Extract every line of the listing below verbatim, changing nothing.
-- Start EXTRACTED MATERIAL --
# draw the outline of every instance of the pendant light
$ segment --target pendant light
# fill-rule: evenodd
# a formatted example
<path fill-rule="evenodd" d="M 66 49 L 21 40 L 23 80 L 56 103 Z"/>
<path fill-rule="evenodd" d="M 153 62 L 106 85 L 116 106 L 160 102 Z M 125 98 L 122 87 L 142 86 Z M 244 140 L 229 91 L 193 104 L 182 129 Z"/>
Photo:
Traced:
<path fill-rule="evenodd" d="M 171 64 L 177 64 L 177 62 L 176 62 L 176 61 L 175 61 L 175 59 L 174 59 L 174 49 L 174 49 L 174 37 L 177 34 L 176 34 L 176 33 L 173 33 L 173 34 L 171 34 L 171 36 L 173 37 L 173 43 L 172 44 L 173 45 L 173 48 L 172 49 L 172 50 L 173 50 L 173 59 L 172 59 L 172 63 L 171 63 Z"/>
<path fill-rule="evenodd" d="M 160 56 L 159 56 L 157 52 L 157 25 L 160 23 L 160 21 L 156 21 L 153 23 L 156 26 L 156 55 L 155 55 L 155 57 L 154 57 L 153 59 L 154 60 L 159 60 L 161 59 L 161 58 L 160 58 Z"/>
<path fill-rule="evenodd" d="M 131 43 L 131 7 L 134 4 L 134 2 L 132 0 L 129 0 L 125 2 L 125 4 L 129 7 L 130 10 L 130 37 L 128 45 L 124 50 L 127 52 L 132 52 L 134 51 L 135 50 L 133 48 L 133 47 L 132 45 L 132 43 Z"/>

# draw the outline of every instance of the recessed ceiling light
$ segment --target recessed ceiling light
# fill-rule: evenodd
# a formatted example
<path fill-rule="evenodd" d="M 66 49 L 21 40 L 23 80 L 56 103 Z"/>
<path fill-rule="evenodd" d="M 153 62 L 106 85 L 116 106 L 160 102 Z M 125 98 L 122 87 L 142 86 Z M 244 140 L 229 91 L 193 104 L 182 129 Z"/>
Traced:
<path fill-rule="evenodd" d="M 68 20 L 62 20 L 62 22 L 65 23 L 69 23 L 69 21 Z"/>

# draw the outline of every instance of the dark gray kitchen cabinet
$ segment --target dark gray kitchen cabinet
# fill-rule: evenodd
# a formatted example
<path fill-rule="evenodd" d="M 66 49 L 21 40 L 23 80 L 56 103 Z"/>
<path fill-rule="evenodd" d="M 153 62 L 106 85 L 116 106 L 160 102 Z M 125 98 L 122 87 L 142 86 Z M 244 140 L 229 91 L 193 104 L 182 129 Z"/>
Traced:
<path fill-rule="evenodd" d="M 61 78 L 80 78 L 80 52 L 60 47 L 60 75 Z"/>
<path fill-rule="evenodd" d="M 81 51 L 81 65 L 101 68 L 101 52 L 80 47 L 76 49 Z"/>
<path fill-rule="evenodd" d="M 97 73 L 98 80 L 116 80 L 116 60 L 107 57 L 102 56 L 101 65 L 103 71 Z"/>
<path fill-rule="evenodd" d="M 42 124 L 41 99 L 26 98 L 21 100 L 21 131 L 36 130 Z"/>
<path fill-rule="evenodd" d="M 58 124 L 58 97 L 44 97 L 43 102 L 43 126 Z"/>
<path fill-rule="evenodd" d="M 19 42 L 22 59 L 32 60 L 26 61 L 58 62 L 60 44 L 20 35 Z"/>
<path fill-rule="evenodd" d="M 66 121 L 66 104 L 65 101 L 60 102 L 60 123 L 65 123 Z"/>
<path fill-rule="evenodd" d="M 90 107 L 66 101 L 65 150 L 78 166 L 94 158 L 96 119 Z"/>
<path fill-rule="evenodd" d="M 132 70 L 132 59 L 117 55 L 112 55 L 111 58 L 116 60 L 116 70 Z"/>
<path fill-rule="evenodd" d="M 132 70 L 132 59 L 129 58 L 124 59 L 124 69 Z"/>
-- End EXTRACTED MATERIAL --
**RESULT OF THE TASK**
# draw the outline of every instance of the pendant light
$ segment --target pendant light
# fill-rule: evenodd
# a formatted example
<path fill-rule="evenodd" d="M 66 49 L 21 40 L 23 80 L 56 103 Z"/>
<path fill-rule="evenodd" d="M 153 62 L 106 85 L 116 106 L 160 102 Z M 125 98 L 122 87 L 142 86 Z M 244 140 L 229 91 L 193 104 L 182 129 Z"/>
Photo:
Traced:
<path fill-rule="evenodd" d="M 171 64 L 177 64 L 177 62 L 176 62 L 176 61 L 175 61 L 175 59 L 174 59 L 174 49 L 174 49 L 174 37 L 177 34 L 176 34 L 176 33 L 173 33 L 173 34 L 171 34 L 171 36 L 173 37 L 173 43 L 172 44 L 173 45 L 173 48 L 172 49 L 172 50 L 173 50 L 173 59 L 172 59 L 172 63 L 171 63 Z"/>
<path fill-rule="evenodd" d="M 160 56 L 159 56 L 157 52 L 157 25 L 160 23 L 160 21 L 156 21 L 153 23 L 156 26 L 156 55 L 155 55 L 155 57 L 154 57 L 153 59 L 154 60 L 159 60 L 161 59 L 161 58 L 160 58 Z"/>
<path fill-rule="evenodd" d="M 131 43 L 131 7 L 134 4 L 134 2 L 132 0 L 129 0 L 125 2 L 125 4 L 129 7 L 130 10 L 130 37 L 128 45 L 124 50 L 127 52 L 132 52 L 134 51 L 135 50 L 133 48 L 133 47 L 132 45 L 132 43 Z"/>

# draw the outline of every instance of the recessed ceiling light
$ segment --target recessed ceiling light
# fill-rule: evenodd
# a formatted example
<path fill-rule="evenodd" d="M 66 49 L 21 40 L 23 80 L 56 103 Z"/>
<path fill-rule="evenodd" d="M 153 62 L 106 85 L 116 106 L 160 102 Z M 125 98 L 122 87 L 142 86 Z M 244 140 L 229 91 L 193 104 L 182 129 Z"/>
Traced:
<path fill-rule="evenodd" d="M 68 20 L 62 20 L 62 22 L 65 23 L 69 23 L 69 21 Z"/>

# draw the outline of every instance of the dark gray kitchen cabinet
$ segment --target dark gray kitchen cabinet
# fill-rule: evenodd
# a formatted example
<path fill-rule="evenodd" d="M 66 49 L 21 40 L 23 80 L 56 103 Z"/>
<path fill-rule="evenodd" d="M 153 62 L 106 85 L 116 106 L 160 102 Z M 125 98 L 122 87 L 142 86 Z M 244 140 L 229 91 L 193 104 L 182 129 Z"/>
Traced:
<path fill-rule="evenodd" d="M 61 78 L 80 78 L 80 52 L 60 47 L 60 75 Z"/>
<path fill-rule="evenodd" d="M 81 51 L 81 65 L 101 68 L 101 52 L 80 47 L 76 49 Z"/>
<path fill-rule="evenodd" d="M 97 73 L 98 80 L 116 80 L 116 60 L 107 57 L 102 56 L 101 65 L 103 71 Z"/>
<path fill-rule="evenodd" d="M 42 124 L 41 99 L 26 98 L 21 100 L 21 131 L 36 130 Z"/>
<path fill-rule="evenodd" d="M 58 124 L 58 97 L 44 97 L 43 102 L 43 126 Z"/>
<path fill-rule="evenodd" d="M 19 42 L 22 59 L 32 60 L 26 61 L 58 62 L 60 44 L 20 35 Z"/>
<path fill-rule="evenodd" d="M 66 121 L 66 104 L 65 101 L 60 102 L 60 123 L 65 123 Z"/>
<path fill-rule="evenodd" d="M 90 107 L 66 101 L 65 150 L 78 166 L 94 158 L 96 119 Z"/>
<path fill-rule="evenodd" d="M 132 70 L 132 59 L 117 55 L 112 55 L 111 58 L 116 60 L 116 70 Z"/>
<path fill-rule="evenodd" d="M 132 70 L 132 59 L 129 58 L 124 59 L 124 69 Z"/>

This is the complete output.